**Problem requirements:**
From the line containing "Exercise. Pick out the gravel" to the last line of the records, please reproduce every line exactly and nothing more.

**Extracted information:**
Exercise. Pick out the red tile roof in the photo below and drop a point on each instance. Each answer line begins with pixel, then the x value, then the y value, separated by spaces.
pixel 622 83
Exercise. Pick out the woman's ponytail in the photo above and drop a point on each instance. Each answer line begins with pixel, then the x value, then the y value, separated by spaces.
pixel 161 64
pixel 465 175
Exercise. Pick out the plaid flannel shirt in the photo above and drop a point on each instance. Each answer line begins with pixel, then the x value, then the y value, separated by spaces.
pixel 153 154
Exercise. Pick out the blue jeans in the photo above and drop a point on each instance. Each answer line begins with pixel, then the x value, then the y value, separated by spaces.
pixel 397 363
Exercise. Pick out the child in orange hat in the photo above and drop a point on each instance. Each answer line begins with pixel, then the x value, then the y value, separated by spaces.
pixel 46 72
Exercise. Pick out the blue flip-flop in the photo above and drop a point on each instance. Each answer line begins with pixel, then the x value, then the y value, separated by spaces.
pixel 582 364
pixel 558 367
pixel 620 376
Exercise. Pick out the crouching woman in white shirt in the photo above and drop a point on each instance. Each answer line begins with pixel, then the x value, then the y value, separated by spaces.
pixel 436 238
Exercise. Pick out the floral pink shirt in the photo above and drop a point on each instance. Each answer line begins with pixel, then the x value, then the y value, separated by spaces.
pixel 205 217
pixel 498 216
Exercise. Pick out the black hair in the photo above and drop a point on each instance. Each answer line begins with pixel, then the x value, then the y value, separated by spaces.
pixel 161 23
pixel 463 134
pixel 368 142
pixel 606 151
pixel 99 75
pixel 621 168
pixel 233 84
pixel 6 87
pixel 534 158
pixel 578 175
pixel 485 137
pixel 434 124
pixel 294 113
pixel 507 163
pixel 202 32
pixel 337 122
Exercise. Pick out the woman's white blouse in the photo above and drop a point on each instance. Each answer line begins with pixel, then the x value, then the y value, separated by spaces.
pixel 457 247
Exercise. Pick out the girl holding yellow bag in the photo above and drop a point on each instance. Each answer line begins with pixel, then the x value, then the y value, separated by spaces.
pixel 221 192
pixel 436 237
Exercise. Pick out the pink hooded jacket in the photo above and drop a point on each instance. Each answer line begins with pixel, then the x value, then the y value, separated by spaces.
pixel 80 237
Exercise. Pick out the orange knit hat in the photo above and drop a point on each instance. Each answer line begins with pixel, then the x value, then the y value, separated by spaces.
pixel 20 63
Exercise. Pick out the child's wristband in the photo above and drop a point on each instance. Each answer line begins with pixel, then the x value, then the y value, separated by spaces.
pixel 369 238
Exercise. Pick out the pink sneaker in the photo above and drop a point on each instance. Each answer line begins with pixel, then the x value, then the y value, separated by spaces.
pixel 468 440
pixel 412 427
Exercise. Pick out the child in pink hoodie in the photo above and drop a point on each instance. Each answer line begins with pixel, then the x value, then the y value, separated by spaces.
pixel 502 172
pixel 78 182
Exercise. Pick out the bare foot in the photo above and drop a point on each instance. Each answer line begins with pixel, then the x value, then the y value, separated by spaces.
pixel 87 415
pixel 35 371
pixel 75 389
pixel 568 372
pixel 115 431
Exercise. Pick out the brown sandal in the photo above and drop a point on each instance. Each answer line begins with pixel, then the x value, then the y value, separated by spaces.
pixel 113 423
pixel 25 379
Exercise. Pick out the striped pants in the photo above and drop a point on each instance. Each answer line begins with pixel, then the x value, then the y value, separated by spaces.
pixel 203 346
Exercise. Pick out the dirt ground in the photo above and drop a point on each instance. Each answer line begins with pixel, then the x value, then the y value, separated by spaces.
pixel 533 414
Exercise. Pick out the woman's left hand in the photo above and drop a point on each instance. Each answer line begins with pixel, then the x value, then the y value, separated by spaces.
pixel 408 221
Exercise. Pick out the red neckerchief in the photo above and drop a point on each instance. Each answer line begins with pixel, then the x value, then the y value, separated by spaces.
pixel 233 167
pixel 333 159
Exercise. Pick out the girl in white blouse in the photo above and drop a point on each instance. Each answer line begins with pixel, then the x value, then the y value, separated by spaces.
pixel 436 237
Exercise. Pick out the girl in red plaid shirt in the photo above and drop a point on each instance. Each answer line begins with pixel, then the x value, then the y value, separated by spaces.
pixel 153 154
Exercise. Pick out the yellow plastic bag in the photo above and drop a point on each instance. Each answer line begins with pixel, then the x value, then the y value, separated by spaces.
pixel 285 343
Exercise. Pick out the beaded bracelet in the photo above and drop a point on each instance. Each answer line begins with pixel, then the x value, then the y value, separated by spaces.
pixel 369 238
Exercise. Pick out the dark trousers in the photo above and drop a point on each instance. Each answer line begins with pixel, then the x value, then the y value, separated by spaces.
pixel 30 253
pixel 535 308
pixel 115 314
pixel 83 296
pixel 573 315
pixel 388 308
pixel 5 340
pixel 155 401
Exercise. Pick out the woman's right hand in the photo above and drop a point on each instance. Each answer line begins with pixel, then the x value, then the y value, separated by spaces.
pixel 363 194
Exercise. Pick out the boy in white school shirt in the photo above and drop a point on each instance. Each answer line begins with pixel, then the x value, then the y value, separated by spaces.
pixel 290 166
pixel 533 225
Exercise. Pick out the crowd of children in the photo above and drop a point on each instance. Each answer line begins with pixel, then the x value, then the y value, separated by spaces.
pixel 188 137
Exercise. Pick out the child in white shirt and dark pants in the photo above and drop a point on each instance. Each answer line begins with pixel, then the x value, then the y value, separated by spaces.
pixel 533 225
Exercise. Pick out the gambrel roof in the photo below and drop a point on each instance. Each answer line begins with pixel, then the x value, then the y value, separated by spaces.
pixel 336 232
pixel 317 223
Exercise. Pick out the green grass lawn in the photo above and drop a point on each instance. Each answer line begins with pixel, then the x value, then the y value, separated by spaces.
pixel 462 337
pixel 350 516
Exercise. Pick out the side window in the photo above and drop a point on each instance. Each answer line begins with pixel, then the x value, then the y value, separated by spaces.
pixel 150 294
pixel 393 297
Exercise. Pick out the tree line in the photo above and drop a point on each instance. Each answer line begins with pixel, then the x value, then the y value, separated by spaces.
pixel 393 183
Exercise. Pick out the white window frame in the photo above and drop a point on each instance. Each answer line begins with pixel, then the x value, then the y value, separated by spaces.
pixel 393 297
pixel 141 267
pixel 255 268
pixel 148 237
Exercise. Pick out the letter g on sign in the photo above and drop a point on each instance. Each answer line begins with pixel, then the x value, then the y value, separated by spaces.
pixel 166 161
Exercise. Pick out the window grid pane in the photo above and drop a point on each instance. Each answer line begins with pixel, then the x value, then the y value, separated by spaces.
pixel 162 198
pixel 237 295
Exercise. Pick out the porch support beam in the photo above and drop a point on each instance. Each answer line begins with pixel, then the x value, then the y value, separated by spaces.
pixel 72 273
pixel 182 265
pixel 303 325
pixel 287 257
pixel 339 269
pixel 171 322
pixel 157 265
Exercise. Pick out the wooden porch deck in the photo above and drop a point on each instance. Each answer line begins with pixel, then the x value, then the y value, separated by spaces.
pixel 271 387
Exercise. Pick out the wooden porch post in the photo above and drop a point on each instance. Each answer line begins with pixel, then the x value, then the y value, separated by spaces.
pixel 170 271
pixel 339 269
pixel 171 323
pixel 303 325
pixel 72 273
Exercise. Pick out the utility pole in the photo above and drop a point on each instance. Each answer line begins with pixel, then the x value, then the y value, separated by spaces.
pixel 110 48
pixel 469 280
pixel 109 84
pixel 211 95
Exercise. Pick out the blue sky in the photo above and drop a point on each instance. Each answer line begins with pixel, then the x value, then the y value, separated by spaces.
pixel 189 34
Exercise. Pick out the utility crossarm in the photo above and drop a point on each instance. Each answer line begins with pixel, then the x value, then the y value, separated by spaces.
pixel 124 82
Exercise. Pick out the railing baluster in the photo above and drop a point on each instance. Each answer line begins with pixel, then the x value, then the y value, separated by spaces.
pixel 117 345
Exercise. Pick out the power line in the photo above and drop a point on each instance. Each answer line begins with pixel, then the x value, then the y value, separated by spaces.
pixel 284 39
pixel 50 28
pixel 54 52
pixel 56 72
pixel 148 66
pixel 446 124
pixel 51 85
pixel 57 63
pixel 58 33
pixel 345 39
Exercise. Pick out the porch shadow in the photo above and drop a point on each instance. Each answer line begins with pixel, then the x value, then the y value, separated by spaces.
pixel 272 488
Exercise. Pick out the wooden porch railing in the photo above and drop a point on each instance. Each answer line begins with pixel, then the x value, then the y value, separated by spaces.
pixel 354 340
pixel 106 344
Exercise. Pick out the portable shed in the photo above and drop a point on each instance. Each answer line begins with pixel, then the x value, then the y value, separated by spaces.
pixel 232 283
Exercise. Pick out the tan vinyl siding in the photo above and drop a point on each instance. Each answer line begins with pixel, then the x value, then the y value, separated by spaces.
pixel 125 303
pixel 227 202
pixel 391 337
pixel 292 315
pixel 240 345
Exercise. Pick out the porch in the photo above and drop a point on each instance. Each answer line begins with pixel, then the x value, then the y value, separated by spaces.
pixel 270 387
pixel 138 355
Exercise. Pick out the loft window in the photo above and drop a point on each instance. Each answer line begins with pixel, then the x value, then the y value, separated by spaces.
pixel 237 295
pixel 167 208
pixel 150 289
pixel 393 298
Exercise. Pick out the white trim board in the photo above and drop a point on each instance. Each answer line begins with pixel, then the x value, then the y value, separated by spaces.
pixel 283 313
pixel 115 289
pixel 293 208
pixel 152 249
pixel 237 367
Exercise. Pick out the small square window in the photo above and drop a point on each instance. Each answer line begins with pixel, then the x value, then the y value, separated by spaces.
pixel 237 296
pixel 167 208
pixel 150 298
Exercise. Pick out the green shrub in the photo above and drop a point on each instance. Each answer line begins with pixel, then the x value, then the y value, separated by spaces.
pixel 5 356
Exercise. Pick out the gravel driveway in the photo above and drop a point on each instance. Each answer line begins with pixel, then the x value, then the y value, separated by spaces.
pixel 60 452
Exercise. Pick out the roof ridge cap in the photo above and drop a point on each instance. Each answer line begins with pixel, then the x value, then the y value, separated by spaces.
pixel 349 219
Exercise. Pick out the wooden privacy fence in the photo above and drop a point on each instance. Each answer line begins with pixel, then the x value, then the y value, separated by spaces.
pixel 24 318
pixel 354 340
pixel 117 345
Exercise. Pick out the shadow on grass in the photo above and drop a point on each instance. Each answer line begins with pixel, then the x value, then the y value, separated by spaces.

**Final answer:**
Exercise. Pick out the gravel driveway in the photo above and drop a point on each instance. Each answer line begins with pixel, then the x value, then the y value, separated by spaces.
pixel 60 452
Exercise. Pick out the roof ridge cap in the photo above and drop a point on each instance. Each answer line begins with pixel, then the x value, then the y value, separated by spaces.
pixel 349 219
Exercise. Pick out the wooden privacy fence in the photo above and drop a point on each instance. Each answer line begins with pixel, then the x value, then the y value, separated by spaces.
pixel 24 318
pixel 354 340
pixel 117 345
Exercise. Pick out the shadow on grass in the photo above and drop a point on each instance. Each answer line begins with pixel, then the x value, then the y value, separated by spaces.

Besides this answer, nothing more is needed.